• [Provided passage]:
[start]

According to IN SAM WE TRUST, Sam Walton made Wal-Mart employees and customers feel as though he cared about them even when his business practices said otherwise. With at least false hope, those people continued working and shopping at Wal-Mart.

Sam Walton died in 1992, and, as IN SAM WE TRUST tells it, subsequent Wal-Mart leadership did not care nor pretend to care about people. The book's final chapters document just how cold Wal-Mart headquarters became.

Everyday low prices? Yes. Everyday people? Only on Sly Stone's greatest hits album. Read IN SAM WE TRUST.

A fascinating History of America
This is an excellent book. It's not merely the account of a powerful businessman and how he sahped a company. It's also an account of modern American socio-economic history. Ortega expalins hoe Sam Walton maanged to take advantage of changes that were occurring in demographic distribution, technology and savvy business techniques from those who taught him and his competitors. Ortega provides a history of retailing in the USA from the late 19th century and explains the success of the modern outlet store in terms of its roots in the catalogue stores, department stores and demographic distribution. The history of the WalMart company is told by focusing on its relentless founder Sam Walton. ortega reveals Walton's hiring processes, the reasons that led him to develop the worker profit-sharing programs and how the ideas of the cheer and other details, now familiar to any Wal Mart shopper, came to be. Ortega does not set out to accuse Walton, he lets the story speak for itself and the reader can decide whether or not they wish to continue shopping there. All in all this Business profile is well worth reading.

[end]

• [Goal 1]:
Answer these questions using the passage about IN SAM WE TRUST:
(a) In what year did Sam Walton die?
(b) From what period does the second review say Ortega's history of retailing in the USA begins?
(c) What does the second review say the reader can decide?

• [Task inputs]:
[start]

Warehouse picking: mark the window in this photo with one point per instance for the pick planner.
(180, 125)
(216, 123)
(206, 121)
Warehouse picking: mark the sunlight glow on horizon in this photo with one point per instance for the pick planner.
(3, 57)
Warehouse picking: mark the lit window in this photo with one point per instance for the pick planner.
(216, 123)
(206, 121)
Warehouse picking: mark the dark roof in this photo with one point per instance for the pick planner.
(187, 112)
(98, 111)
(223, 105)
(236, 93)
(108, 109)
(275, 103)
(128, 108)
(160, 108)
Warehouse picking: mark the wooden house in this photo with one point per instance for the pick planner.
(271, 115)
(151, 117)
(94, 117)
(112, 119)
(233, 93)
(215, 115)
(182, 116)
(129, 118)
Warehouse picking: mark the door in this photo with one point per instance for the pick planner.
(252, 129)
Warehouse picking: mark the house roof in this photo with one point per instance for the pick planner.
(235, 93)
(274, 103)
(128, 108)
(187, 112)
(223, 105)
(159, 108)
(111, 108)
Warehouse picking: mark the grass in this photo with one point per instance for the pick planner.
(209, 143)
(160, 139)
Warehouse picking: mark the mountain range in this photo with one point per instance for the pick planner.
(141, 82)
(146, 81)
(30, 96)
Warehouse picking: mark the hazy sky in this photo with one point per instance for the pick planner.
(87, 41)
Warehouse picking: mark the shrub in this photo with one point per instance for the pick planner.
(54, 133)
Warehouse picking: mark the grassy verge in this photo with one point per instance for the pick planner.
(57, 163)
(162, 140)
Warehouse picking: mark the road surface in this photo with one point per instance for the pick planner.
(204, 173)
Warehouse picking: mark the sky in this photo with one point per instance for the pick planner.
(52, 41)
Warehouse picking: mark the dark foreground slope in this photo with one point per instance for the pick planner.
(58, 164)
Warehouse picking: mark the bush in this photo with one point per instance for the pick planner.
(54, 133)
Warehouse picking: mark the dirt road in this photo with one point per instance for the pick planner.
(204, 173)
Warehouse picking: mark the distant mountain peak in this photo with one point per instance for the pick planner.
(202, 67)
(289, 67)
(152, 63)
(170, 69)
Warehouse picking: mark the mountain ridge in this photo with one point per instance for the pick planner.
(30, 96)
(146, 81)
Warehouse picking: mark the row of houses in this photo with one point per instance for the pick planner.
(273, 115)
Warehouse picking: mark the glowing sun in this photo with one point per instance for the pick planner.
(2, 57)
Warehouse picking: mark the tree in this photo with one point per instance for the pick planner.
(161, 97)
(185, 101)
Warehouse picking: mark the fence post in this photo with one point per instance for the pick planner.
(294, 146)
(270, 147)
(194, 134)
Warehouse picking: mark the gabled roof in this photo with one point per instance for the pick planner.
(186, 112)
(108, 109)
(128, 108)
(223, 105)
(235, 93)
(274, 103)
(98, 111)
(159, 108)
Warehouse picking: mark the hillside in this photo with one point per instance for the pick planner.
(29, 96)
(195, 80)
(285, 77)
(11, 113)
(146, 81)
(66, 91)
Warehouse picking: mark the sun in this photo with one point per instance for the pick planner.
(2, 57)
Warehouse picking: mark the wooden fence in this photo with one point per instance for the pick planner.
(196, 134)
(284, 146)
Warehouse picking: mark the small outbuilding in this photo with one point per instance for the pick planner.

[end]

• [Goal 2]:
Pull out the records from the line holding "Warehouse picking: mark the dark foreground" through the end of the records, inclusive, and reproduce them without changes.

• [Full solution 1]:
(a) 1992.
(b) The late 19th century.
(c) Whether or not they wish to continue shopping there.

• [Full solution 2]:
Warehouse picking: mark the dark foreground slope in this photo with one point per instance for the pick planner.
(58, 164)
Warehouse picking: mark the bush in this photo with one point per instance for the pick planner.
(54, 133)
Warehouse picking: mark the dirt road in this photo with one point per instance for the pick planner.
(204, 173)
Warehouse picking: mark the distant mountain peak in this photo with one point per instance for the pick planner.
(202, 67)
(289, 67)
(152, 63)
(170, 69)
Warehouse picking: mark the mountain ridge in this photo with one point per instance for the pick planner.
(30, 96)
(146, 81)
Warehouse picking: mark the row of houses in this photo with one point per instance for the pick planner.
(273, 115)
Warehouse picking: mark the glowing sun in this photo with one point per instance for the pick planner.
(2, 57)
Warehouse picking: mark the tree in this photo with one point per instance for the pick planner.
(161, 97)
(185, 101)
Warehouse picking: mark the fence post in this photo with one point per instance for the pick planner.
(294, 146)
(270, 147)
(194, 134)
Warehouse picking: mark the gabled roof in this photo with one point per instance for the pick planner.
(186, 112)
(108, 109)
(128, 108)
(223, 105)
(235, 93)
(274, 103)
(98, 111)
(159, 108)
Warehouse picking: mark the hillside in this photo with one point per instance for the pick planner.
(29, 96)
(195, 80)
(285, 77)
(11, 113)
(146, 81)
(66, 91)
Warehouse picking: mark the sun in this photo with one point per instance for the pick planner.
(2, 57)
Warehouse picking: mark the wooden fence in this photo with one point per instance for the pick planner.
(196, 134)
(284, 146)
Warehouse picking: mark the small outbuilding in this photo with one point per instance for the pick planner.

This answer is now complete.